# Extract provided start

Tuesday, October 29, 2013

Choral singing endures as enjoyable tradition

Choral Masterpieces. Photo credit: Pieter du Plessis
Choral Masterpieces
Sunday 27 October 2013
Dunedin Town Hall

Choirs and choral singing are indeed, as the excellent programme notes inform us, a proud part of colonial history perpetuated with huge dedication by such directors as David Burchell.

Within some thirty years of works such as Mendelssohn's Elijah composition (1846) scores had been imported to be performed on stages from Invercargill to Whangarei. The tradition which endures is of predominantly 19th-century and earlier works despite the large number of 20th-century works written for mass choirs. Although the house was by no means full, this by-and-large Germanic music celebrating New Zealand's altered identity as a British colony continues to be enjoyable.

Fittingly, most of the excerpts from large works in this celebratory concert are ones which continue to appear at regular intervals, interspersed with older and newer works which have come to lay claim to extending that tradition. Sadly, the malfunctioning Norma the Organ, played by Simon Mace, deadened the choir's impact in its opening work, Bach's "Jauchzet, Frohlocket" from the Christmas Oratorio (1734).

# Extract provided end
# Material supplied start

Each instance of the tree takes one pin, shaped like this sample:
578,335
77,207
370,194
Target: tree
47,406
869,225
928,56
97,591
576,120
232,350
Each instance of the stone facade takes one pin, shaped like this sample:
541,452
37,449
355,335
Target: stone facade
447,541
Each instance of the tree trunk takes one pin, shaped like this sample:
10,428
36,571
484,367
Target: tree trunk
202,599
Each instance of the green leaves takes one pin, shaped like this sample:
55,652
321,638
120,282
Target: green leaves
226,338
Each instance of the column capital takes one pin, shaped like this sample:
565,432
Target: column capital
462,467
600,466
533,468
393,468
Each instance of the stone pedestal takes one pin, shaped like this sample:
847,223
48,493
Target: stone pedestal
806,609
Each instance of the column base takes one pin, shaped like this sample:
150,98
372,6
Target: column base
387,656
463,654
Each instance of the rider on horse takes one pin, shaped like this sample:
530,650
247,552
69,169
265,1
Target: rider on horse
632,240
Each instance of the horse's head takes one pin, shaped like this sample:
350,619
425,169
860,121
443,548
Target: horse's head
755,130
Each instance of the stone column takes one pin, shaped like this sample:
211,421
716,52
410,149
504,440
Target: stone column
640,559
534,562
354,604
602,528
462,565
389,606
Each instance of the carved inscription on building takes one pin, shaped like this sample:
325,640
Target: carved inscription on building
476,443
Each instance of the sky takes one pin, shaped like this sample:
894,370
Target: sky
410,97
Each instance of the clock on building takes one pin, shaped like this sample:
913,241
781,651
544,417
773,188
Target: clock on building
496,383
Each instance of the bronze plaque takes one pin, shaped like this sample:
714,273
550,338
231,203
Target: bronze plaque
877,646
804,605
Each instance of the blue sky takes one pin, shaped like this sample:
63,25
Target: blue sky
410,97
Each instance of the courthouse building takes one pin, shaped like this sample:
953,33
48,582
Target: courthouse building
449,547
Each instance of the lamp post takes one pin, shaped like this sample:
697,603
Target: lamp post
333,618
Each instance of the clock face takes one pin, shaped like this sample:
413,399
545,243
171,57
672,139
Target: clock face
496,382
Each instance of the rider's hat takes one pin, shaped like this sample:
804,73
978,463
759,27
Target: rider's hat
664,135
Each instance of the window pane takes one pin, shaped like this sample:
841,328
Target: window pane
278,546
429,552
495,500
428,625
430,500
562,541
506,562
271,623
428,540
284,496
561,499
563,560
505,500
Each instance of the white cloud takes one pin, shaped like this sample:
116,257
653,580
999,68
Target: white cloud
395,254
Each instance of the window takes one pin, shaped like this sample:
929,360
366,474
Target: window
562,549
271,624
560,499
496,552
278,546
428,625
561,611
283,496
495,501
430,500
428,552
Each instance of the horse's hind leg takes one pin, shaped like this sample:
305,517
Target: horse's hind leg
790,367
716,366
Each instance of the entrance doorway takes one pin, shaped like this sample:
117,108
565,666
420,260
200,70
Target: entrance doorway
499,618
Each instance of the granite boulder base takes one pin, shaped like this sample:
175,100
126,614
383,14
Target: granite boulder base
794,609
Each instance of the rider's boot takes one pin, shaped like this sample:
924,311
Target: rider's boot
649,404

# Material supplied end

■ Stated problem A ■
Answer these questions from the concert review:
(i) In what venue was the concert held?
(ii) Who played the organ?
(iii) Which work opened the concert?
■ Stated problem B ■
For each statement, say whether the concert review agrees with it, and quote the words that decide it:
(i) The hall was full for the concert.
(ii) The choral tradition that endures is mostly of 19th-century and earlier works.
(iii) The organ worked well during the opening work.
■ Stated problem C ■
Continue the concert review from the point where it stops.
The data is not needed for anything here.

■ Written response A ■
(i) Dunedin Town Hall.
(ii) Simon Mace.
(iii) Bach's "Jauchzet, Frohlocket" from the Christmas Oratorio (1734).

■ Written response B ■
(i) No: "Although the house was by no means full"
(ii) Yes: "The tradition which endures is of predominantly 19th-century and earlier works"
(iii) No: "the malfunctioning Norma the Organ, played by Simon Mace, deadened the choir's impact in its opening work"

■ Written response C ■
Similarly, excerpts from Haydn's The Creation (1798) were underwhelming while tenor Peter Wigglesworth and bass Martin Snell carried the work. Pieces from Mozart's Requiem Mass (1791) offered the Choir an opportunity to show its strength in melodic interpretation. Faure's "Libera me" from his Requiem Mass (1893) and two excerpts from Elgar's The Dream of Gerontius (1900) with Snell and mezzo-soprano Helen Medlyn, respectively, were highly enjoyable. Medlyn showed her greater strengths in Bizet's Carmen (1875). Snell's rendition of excerpts from Wagner's Tannhauser was also very pleasing.

Two works made a timid representation of the 20th-century choral tradition. Anthony Ritchie's Southern Marches has deservedly a regular feature of the choir's repertoire. Christopher Marshall's For What Can Be More Beautiful? commissioned by the choir shows that local orchestral music-making might nurture new support.

Everyone involved in this wonderful celebration and huge undertaking are highly commended.

Review by Marian Poole, ODT Tuesday 29 October 2013


Comments from members of the audience:

"What a wonderful weekend we had! The reception and dinner were lovely, and the Choral Masterpieces concert was absolutely fantastic! Everyone did a brilliant job all round - well done :)"

"What a SUPERB concert on Sunday!
I so often wish that it was acceptable for audience members to holler and whoop during a classical music performance as one can at a rock concert….had this been allowed I'd have made a lot of noise on Sunday, especially during the Tannhauser excerpt!
Awesome 3 hours!"

"On behalf of the New Zealand Choral Federation, please accept my warmest congratulations on the choir’s 150th anniversary. City Choir Dunedin has been at the heart of musical life in the city since the early days of settlement and is a significant part of our country’s cultural heritage. The Governance Board of NZCF was very pleased to hear of your highly successful celebratory concert last weekend and wishes you all the best for the remainder of this anniversary year."
- Christine Argyle, Chair, New Zealand Choral Federation

"Three hours of gorgeous music and I don't know how you all did it."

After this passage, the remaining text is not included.